■ **Stated task**
Output only the lines from the one holding "the white interior" to the end of the data below, please, copied exactly.

※ ※ ※

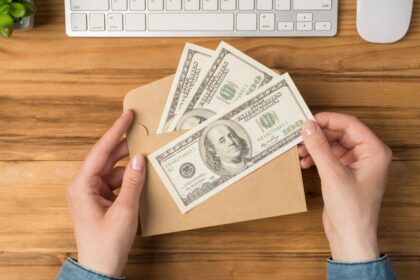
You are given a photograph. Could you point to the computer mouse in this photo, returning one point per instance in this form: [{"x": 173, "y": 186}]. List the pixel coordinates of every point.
[{"x": 383, "y": 21}]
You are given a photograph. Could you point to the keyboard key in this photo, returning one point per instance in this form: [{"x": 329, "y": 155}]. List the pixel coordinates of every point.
[
  {"x": 267, "y": 22},
  {"x": 304, "y": 17},
  {"x": 304, "y": 26},
  {"x": 78, "y": 22},
  {"x": 191, "y": 22},
  {"x": 282, "y": 5},
  {"x": 285, "y": 25},
  {"x": 119, "y": 5},
  {"x": 265, "y": 5},
  {"x": 96, "y": 22},
  {"x": 228, "y": 5},
  {"x": 246, "y": 22},
  {"x": 173, "y": 5},
  {"x": 137, "y": 5},
  {"x": 135, "y": 22},
  {"x": 323, "y": 25},
  {"x": 192, "y": 5},
  {"x": 312, "y": 5},
  {"x": 155, "y": 5},
  {"x": 89, "y": 5},
  {"x": 246, "y": 5},
  {"x": 210, "y": 5},
  {"x": 115, "y": 22}
]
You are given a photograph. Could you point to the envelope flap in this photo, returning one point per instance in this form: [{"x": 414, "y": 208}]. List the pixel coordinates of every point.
[
  {"x": 272, "y": 190},
  {"x": 147, "y": 103}
]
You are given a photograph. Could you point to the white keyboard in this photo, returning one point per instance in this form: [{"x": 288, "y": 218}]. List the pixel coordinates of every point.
[{"x": 200, "y": 18}]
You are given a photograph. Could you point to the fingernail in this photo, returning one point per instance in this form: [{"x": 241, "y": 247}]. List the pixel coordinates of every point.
[
  {"x": 137, "y": 163},
  {"x": 309, "y": 127}
]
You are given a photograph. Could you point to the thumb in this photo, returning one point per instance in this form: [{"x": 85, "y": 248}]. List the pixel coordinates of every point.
[
  {"x": 320, "y": 150},
  {"x": 132, "y": 183}
]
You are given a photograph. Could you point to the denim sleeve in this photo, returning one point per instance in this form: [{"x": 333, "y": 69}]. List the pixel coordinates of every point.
[
  {"x": 71, "y": 270},
  {"x": 379, "y": 269}
]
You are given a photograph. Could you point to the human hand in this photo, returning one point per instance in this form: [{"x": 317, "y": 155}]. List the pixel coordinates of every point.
[
  {"x": 105, "y": 225},
  {"x": 353, "y": 165}
]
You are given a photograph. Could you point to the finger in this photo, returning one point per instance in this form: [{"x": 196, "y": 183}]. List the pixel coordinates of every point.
[
  {"x": 132, "y": 184},
  {"x": 99, "y": 154},
  {"x": 306, "y": 162},
  {"x": 320, "y": 150},
  {"x": 302, "y": 151},
  {"x": 332, "y": 135},
  {"x": 119, "y": 152},
  {"x": 115, "y": 177}
]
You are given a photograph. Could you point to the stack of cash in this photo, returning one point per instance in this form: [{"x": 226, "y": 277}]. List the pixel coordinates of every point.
[{"x": 238, "y": 115}]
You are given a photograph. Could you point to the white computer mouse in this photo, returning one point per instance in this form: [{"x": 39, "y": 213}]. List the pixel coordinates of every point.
[{"x": 383, "y": 21}]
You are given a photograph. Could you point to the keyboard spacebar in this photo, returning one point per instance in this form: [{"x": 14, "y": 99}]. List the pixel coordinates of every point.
[{"x": 191, "y": 22}]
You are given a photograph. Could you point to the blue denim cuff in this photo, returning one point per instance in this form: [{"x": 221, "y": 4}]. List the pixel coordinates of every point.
[
  {"x": 378, "y": 269},
  {"x": 72, "y": 270}
]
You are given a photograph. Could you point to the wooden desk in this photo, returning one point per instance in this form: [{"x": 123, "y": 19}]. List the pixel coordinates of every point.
[{"x": 59, "y": 94}]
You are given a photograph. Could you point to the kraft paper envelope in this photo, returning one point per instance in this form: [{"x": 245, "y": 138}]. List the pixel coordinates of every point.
[{"x": 274, "y": 189}]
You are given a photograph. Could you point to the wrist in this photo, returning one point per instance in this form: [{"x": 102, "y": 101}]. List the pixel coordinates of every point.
[
  {"x": 107, "y": 266},
  {"x": 354, "y": 247}
]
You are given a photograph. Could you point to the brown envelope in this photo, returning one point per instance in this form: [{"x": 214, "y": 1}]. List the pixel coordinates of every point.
[{"x": 274, "y": 189}]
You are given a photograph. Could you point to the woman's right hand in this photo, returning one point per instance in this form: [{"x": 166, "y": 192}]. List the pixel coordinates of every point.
[{"x": 353, "y": 165}]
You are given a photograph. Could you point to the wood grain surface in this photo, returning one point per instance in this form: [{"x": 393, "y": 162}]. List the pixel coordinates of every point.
[{"x": 59, "y": 94}]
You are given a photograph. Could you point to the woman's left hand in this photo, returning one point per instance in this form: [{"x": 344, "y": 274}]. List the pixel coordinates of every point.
[{"x": 105, "y": 224}]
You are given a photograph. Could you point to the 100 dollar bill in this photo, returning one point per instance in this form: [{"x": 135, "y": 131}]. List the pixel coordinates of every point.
[
  {"x": 231, "y": 77},
  {"x": 212, "y": 156},
  {"x": 191, "y": 68}
]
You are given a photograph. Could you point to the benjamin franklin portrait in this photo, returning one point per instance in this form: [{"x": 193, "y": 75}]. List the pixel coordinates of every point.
[{"x": 224, "y": 147}]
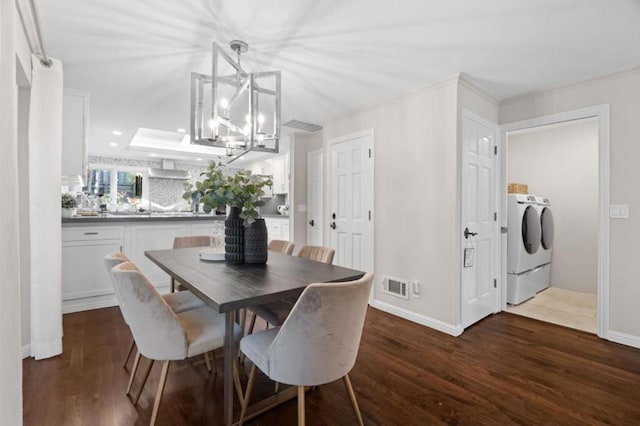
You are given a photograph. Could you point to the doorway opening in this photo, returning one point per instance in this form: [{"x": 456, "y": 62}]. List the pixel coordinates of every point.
[{"x": 555, "y": 172}]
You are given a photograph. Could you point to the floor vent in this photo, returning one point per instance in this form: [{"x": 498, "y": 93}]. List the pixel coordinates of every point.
[
  {"x": 395, "y": 287},
  {"x": 302, "y": 125}
]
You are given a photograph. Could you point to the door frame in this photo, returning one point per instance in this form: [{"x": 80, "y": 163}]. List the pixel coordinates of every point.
[
  {"x": 602, "y": 114},
  {"x": 369, "y": 133},
  {"x": 497, "y": 255},
  {"x": 310, "y": 154}
]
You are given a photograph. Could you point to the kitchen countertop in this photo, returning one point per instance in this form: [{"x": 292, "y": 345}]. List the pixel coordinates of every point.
[{"x": 141, "y": 217}]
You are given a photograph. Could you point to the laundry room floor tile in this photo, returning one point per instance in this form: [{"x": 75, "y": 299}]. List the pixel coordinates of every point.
[{"x": 569, "y": 308}]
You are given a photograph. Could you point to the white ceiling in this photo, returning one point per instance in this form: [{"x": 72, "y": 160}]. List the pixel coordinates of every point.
[{"x": 336, "y": 56}]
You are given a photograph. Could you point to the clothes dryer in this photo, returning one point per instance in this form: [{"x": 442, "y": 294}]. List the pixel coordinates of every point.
[{"x": 523, "y": 242}]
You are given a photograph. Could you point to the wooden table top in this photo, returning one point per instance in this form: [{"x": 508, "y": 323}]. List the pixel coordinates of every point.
[{"x": 227, "y": 286}]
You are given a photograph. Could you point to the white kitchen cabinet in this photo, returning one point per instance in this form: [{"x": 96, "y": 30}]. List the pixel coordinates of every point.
[
  {"x": 85, "y": 281},
  {"x": 281, "y": 174},
  {"x": 277, "y": 228},
  {"x": 153, "y": 237},
  {"x": 75, "y": 120}
]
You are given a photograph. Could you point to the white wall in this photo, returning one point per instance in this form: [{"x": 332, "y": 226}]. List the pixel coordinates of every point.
[
  {"x": 415, "y": 207},
  {"x": 10, "y": 359},
  {"x": 561, "y": 162},
  {"x": 622, "y": 92}
]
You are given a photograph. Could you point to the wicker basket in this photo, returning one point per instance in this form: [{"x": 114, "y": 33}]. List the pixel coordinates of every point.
[{"x": 517, "y": 188}]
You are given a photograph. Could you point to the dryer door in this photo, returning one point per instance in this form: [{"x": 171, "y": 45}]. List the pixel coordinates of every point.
[
  {"x": 531, "y": 230},
  {"x": 546, "y": 222}
]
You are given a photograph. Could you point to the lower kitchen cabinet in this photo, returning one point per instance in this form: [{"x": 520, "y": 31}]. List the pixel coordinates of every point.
[
  {"x": 85, "y": 281},
  {"x": 277, "y": 228}
]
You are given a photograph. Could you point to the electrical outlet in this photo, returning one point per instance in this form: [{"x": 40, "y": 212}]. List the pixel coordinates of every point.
[{"x": 415, "y": 289}]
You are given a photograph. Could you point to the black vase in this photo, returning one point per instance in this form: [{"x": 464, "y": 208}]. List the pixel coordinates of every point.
[
  {"x": 255, "y": 242},
  {"x": 234, "y": 237}
]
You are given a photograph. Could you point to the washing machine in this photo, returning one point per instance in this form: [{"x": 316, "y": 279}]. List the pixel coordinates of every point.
[
  {"x": 547, "y": 235},
  {"x": 523, "y": 243}
]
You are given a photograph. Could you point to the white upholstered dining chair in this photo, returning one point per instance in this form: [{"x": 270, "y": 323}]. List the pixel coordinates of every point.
[
  {"x": 274, "y": 313},
  {"x": 160, "y": 333},
  {"x": 189, "y": 241},
  {"x": 317, "y": 344},
  {"x": 178, "y": 302}
]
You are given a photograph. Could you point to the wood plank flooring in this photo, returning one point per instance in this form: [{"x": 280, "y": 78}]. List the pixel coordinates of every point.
[{"x": 504, "y": 370}]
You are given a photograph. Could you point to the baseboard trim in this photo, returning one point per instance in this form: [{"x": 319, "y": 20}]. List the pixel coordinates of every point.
[
  {"x": 623, "y": 339},
  {"x": 26, "y": 350},
  {"x": 87, "y": 304},
  {"x": 450, "y": 329},
  {"x": 97, "y": 302}
]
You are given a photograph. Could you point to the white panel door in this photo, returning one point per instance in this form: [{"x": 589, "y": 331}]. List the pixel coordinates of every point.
[
  {"x": 351, "y": 201},
  {"x": 480, "y": 247},
  {"x": 315, "y": 217}
]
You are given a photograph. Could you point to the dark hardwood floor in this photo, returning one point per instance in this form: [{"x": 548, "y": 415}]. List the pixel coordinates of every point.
[{"x": 504, "y": 370}]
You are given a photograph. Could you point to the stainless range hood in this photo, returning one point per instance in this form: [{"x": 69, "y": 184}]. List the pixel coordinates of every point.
[{"x": 168, "y": 171}]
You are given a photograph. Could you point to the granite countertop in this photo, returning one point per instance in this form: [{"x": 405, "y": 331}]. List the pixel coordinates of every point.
[{"x": 142, "y": 217}]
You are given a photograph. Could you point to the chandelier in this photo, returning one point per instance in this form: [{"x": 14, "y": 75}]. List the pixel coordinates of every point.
[{"x": 234, "y": 109}]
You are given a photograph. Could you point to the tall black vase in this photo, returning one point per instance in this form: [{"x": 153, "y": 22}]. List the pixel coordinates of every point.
[
  {"x": 255, "y": 242},
  {"x": 234, "y": 237}
]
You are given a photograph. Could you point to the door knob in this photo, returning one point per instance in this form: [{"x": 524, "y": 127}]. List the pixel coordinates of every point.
[{"x": 468, "y": 233}]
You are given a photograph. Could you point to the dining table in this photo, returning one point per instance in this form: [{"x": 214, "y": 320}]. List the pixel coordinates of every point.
[{"x": 228, "y": 287}]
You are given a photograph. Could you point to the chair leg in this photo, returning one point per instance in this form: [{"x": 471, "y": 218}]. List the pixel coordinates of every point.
[
  {"x": 252, "y": 323},
  {"x": 136, "y": 363},
  {"x": 236, "y": 381},
  {"x": 131, "y": 346},
  {"x": 163, "y": 380},
  {"x": 247, "y": 395},
  {"x": 207, "y": 361},
  {"x": 144, "y": 382},
  {"x": 300, "y": 405},
  {"x": 352, "y": 396}
]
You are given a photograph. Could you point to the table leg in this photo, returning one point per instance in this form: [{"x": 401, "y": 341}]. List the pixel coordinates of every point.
[{"x": 229, "y": 354}]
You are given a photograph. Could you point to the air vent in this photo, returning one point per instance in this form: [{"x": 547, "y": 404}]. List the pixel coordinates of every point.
[
  {"x": 302, "y": 125},
  {"x": 395, "y": 287}
]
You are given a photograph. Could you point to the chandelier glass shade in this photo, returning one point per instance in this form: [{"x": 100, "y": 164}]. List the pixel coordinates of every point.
[{"x": 234, "y": 109}]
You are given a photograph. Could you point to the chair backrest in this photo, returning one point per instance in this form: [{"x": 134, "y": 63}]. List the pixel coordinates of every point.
[
  {"x": 318, "y": 343},
  {"x": 192, "y": 241},
  {"x": 155, "y": 327},
  {"x": 110, "y": 261},
  {"x": 281, "y": 246},
  {"x": 317, "y": 253}
]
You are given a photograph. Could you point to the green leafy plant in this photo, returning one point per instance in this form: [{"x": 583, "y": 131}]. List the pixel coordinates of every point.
[
  {"x": 69, "y": 201},
  {"x": 242, "y": 190}
]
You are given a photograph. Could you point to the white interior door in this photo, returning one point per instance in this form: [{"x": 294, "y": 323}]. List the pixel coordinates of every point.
[
  {"x": 480, "y": 248},
  {"x": 351, "y": 200},
  {"x": 315, "y": 217}
]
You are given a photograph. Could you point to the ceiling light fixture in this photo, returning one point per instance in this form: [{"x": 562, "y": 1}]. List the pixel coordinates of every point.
[{"x": 234, "y": 109}]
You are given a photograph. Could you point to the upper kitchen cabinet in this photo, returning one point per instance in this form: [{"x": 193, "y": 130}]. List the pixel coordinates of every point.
[
  {"x": 75, "y": 124},
  {"x": 281, "y": 174}
]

※ ※ ※

■ **Solution for this exercise**
You are given a photograph. Could you point to the white interior door in this photo, returning one point per instance in this form: [{"x": 294, "y": 323}]. List the pixel coordinates of every point.
[
  {"x": 480, "y": 248},
  {"x": 351, "y": 200},
  {"x": 315, "y": 217}
]
You are given a photograph. Could you point to the ceiling light fixture in this photo, returning one point per instance in this form: [{"x": 562, "y": 1}]. List the pixel coordinates of every point.
[{"x": 234, "y": 109}]
You are given a photograph. Could you point to the upper kitchen cabinet in this photo, returning one point per instance in this form: [{"x": 193, "y": 130}]. List the pixel coordinates of every point.
[
  {"x": 75, "y": 124},
  {"x": 281, "y": 174}
]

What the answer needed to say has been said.